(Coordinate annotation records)
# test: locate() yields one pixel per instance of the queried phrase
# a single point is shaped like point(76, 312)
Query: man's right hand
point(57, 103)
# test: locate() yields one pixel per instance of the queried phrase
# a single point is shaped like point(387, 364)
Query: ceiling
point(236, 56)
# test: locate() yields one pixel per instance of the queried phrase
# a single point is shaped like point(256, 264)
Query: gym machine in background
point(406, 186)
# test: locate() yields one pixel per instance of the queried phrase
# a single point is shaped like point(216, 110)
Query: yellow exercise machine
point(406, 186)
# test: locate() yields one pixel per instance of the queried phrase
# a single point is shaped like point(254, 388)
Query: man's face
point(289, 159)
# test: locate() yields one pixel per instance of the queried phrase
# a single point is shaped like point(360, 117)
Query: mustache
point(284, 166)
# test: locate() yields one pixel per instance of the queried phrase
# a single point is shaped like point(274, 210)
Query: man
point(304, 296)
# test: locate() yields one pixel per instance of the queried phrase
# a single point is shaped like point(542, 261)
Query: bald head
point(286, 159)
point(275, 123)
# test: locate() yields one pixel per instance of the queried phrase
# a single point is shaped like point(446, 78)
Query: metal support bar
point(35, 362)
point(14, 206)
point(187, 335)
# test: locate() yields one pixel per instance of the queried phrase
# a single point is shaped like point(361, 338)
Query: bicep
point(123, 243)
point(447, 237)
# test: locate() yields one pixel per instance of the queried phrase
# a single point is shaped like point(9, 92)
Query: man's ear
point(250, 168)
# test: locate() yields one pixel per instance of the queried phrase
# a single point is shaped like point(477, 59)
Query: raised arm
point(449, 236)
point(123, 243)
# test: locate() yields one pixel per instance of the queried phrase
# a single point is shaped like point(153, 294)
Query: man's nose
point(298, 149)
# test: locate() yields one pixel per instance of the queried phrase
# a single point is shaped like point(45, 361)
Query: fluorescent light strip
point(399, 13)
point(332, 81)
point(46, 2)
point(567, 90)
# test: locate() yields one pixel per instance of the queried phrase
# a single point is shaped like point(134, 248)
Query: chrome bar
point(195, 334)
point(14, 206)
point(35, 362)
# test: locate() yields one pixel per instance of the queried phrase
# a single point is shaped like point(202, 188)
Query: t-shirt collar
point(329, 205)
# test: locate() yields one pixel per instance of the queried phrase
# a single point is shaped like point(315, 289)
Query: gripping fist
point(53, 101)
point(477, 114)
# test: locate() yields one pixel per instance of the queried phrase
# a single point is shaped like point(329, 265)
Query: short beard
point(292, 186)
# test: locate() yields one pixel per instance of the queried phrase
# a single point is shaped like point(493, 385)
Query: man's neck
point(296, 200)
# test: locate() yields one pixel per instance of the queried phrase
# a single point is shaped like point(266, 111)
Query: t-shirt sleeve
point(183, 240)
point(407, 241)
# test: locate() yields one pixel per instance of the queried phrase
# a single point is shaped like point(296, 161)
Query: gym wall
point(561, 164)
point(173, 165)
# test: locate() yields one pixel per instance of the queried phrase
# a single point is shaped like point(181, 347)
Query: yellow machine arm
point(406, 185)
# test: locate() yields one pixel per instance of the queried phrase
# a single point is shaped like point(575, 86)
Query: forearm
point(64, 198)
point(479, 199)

* YOUR TASK: Quote the material exactly, leaving nothing out.

* TASK SOLUTION:
# test: locate() yields one pixel per instance of the queried phrase
# a single point is shaped like point(76, 312)
Query: man's right hand
point(57, 103)
# test: locate() yields one pixel per instance of the queried phrase
# a single point is shaped like point(387, 364)
Query: ceiling
point(236, 56)
# test: locate() yields one pixel per instance of the queried phrase
# a single point is shaped like point(256, 264)
Query: gym machine in background
point(406, 186)
# test: locate() yields one pixel per instance of the queried phrase
# a single point is shaped like point(216, 110)
Query: yellow exercise machine
point(406, 186)
# test: locate() yields one pixel per instance of the queried phrase
# a single point is shaped like point(254, 388)
Query: man's face
point(289, 159)
# test: locate() yields one pixel per instance of the queried phrase
# a single point is shaped like point(360, 117)
Query: mustache
point(284, 166)
# test: locate() yields one pixel per instance of the queried phrase
# a single point is shaped like point(274, 210)
Query: man
point(304, 296)
# test: locate() yields one pixel per instance of the queried phrase
# a single point is shaped like point(542, 261)
Query: bald head
point(286, 159)
point(275, 123)
# test: locate() yields one pixel per instance of the queried phrase
# a single point is shaped like point(446, 78)
Query: metal support bar
point(35, 362)
point(14, 206)
point(187, 335)
# test: locate() yields one pixel per instance of the queried phrase
# a single point is shaped like point(361, 338)
Query: bicep
point(123, 243)
point(447, 237)
# test: locate() yields one pixel per instance of the queried phrase
# a single point is shaped like point(9, 92)
Query: man's ear
point(250, 168)
# test: locate() yields one pixel per instance of the queried phrase
# a single point is shaped like point(477, 59)
Query: raised arm
point(449, 236)
point(123, 243)
# test: locate() yields one pixel per instance of the queried phrase
# a single point is shaped like point(153, 294)
Query: man's nose
point(298, 149)
# test: locate() yields one pixel per instance of the queried phrase
# a single point is shaped like point(45, 361)
Query: fluorescent light strip
point(399, 13)
point(332, 81)
point(46, 2)
point(567, 90)
# test: locate() yields one pixel per instance of the queried phrase
# a single point is shaped like point(134, 248)
Query: chrome bar
point(195, 334)
point(14, 206)
point(35, 362)
# test: locate() yields one pixel per instance of the queried phrase
# a single point is shaped like point(202, 188)
Query: t-shirt collar
point(329, 205)
# test: locate() yields one pixel per instance of the queried phrase
# a single point is shaped like point(315, 289)
Query: gripping fist
point(53, 101)
point(477, 114)
# test: locate() yields one pixel per instance of the queried phrase
# a single point is shaped like point(329, 265)
Query: short beard
point(292, 186)
# test: locate() yields one pixel per instance of the queried phrase
# a single point is shaped like point(493, 385)
Query: man's neck
point(296, 200)
# test: locate() yields one pixel per instance of the queried phrase
# a single point is shaped like point(266, 111)
Query: t-shirt sleeve
point(183, 240)
point(407, 241)
# test: locate() yields one pixel per instance of the queried phrase
# a single point is shaped like point(296, 161)
Query: gym wall
point(561, 164)
point(173, 165)
# test: locate() yields one pixel per instance of the queried phrase
# a single point is shaped like point(181, 347)
Query: yellow machine arm
point(406, 185)
# test: locate() yields one pixel per instance of the queried phrase
# a single point is shaped like point(575, 86)
Query: forearm
point(64, 198)
point(479, 199)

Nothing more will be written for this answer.